Passage to read —
From the perspective of the EU Direct Insurance Treaty, the UK
will – upon a potential Brexit – be deemed a third
country. Switzerland and the UK concluded the UK Direct Insurance
Treaty (Agreement of 25 January 2019) that guarantees freedom of
establishment for insurance undertakings operating in the field of
direct insurance by converting the content of the EU Direct
Insurance Treaty to apply to the bilateral relationship between
Switzerland and the UK post-Brexit. There are two scenarios for the
entry into force of the UK Direct Insurance Treaty:

Deal scenario

If the treaty between the EU and the UK provides for a temporary
continuation of certain EU third country treaties towards the UK,
including the EU Direct Insurance Treaty, the EU Direct Insurance
Treaty would remain applicable between Switzerland and the UK until
the end of the relevant transitional period. This would, however,
be formalised by way of a reciprocal notification between the EU
and Switzerland. After the expiry of the transitional period, the
UK Direct Insurance Treaty between Switzerland and UK would enter
into force.

Hard Brexit/no-deal scenario

The UK Direct Insurance Treaty would enter into force on the day
the UK formally leaves the EU in the event of “No

3.2 Fronting

In Switzerland, fronting is, in principle, permitted. Swiss law
does not provide for a specific retention obligation on the part of
the cedent in fronting arrangements.


4.1 M&A Activities Relating to Insurance Companies

In recent years, transaction activity in Switzerland has been
noticeably high. In particular, in the context of preparing
themselves for Brexit, several insurance groups have restructured,
consolidated and realigned their group operations. Further, a
number of private equity investors have become very active buyers
of insurance and reinsurance undertakings, including in particular
businesses in run-off (and such buyers have become increasingly
accepted by FINMA as qualified or controlling investors in
insurance undertakings). Moreover, a certain consolidation in the
Swiss insurance brokerage industry can be observed.

Information given —
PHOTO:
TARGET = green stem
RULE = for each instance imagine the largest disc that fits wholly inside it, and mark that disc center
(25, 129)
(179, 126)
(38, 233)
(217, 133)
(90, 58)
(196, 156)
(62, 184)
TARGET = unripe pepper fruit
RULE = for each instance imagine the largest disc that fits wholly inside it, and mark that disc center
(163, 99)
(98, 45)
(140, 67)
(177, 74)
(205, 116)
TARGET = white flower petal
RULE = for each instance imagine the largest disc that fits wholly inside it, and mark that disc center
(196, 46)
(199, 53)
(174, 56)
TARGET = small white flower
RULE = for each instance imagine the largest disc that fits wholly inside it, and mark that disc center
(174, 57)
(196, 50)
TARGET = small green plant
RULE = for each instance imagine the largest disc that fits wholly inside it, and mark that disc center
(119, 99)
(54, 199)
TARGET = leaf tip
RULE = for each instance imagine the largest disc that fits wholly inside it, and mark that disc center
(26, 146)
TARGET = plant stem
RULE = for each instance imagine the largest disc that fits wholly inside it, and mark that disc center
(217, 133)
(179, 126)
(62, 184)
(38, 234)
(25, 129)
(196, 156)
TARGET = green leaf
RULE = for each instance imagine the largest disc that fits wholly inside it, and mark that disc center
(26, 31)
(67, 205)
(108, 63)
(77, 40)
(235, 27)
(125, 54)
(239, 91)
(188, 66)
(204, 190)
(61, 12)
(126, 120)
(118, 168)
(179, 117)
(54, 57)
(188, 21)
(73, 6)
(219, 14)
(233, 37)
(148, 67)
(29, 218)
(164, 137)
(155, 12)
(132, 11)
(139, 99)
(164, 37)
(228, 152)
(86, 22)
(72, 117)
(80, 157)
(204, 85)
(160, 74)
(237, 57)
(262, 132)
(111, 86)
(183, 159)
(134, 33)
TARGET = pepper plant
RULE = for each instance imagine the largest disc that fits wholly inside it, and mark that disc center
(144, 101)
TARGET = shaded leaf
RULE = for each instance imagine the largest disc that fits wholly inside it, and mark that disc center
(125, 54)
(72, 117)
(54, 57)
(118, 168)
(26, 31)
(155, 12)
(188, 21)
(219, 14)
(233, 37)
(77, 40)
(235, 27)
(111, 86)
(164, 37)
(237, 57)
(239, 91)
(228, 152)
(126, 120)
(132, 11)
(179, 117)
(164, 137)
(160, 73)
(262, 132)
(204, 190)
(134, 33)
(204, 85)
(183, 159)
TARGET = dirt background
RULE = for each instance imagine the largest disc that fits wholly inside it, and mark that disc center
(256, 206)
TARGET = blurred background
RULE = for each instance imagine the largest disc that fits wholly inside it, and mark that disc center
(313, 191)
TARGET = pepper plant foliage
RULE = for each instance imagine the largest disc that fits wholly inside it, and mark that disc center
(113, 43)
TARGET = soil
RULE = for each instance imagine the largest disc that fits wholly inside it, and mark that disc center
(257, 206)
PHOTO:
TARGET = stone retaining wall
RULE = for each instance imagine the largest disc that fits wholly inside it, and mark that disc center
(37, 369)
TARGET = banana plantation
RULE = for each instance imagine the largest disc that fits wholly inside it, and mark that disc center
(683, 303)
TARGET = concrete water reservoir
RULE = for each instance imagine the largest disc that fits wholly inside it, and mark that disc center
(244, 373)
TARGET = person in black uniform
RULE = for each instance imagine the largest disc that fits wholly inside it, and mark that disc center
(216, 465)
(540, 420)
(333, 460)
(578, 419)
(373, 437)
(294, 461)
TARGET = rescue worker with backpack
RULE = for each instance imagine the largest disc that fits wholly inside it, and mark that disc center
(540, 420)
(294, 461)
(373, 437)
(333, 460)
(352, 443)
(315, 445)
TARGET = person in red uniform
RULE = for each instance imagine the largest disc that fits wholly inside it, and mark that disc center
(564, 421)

Goal —
Continue the passage on Swiss insurance regulation, starting after its final sentence. The lines stand apart from the passage on Swiss insurance regulation and are not part of it.

Answer for the task —
5.1 Distribution of Insurance and Reinsurance Products


In Switzerland, insurance and reinsurance products may be
distributed directly (ie, by the insurance and reinsurance
undertakings themselves) or through insurance intermediaries.
Insurance intermediaries in the meaning of the law are persons who
offer or conclude insurance contracts in the interest of insurance
undertakings or other persons (Article 40 ISA). The law furthermore
distinguishes between so-called tied and untied insurance
intermediaries (regarding the distinction between brokers and
agents see 6.3 Intermediary Involvement in an Insurance


Untied insurance intermediaries are insurance intermediaries
that are neither legally, nor economically, nor in any other way
tied to an insurance undertaking (obligation to register in the
public register of insurance intermediaries maintained by FINMA).
Tied insurance intermediaries are those that are, in a relevant
manner, legally or economically tied to an insurance undertaking
(they can, but are not obliged to register in the public register)
(Article 43 ISA).

For an intermediary to be eligible for registration in the FINMA
register, certain requirements must be fulfilled, including the
demonstrable capacity to act (Handlungsfähigkeit),
proof of appropriate professional qualifications and professional
indemnity insurance (Article 44 ISA in conjunction with Article 184
ISO). In addition, insurance intermediaries (both tied and untied)
are subject to information duties vis-à-vis the insured (see
6.1 Obligations of the Insured and Insurer).

Registered insurance intermediaries are not subject to ongoing
prudential supervision by FINMA, but FINMA may examine them from
time to time to verify their compliance with regulatory
requirements. Furthermore, in case of any indication of
irregularities, FINMA may take enforcement action.

Any intermediary activities in Switzerland for the benefit of
insurance undertakings that fall within the scope of the ISA, but
are not licensed by FINMA to carry out insurance activities in or
from Switzerland are prohibited (Article 41 ISA).


6.1 Obligations of the Insured and Insurer

When concluding an insurance contract, the policyholder has a
duty of disclosure which is limited in its content and scope by the
written questions provided by the insurer (Article 4 paragraph 1
ICA). The insurer has to proactively seek information as the
policyholder need not disclose any facts which the insurer has not
asked about. The policyholder must answer the questions and in this
context inform the insurer in writing of all facts relevant to the
assessment of the risk, to the extent and as they are known or
should have been known to them when the contract was concluded.
Facts are considered relevant for the risk assessment if they may
potentially influence the insurer’s decision to conclude the
contract at all or on the agreed terms (Article 4 paragraph 2

An insurer must inform the policyholder, prior to conclusion of
the contract, of:

  • the identity of the insurer; and

  • the main content of the insurance contract (Article 3
    paragraph 1 ICA).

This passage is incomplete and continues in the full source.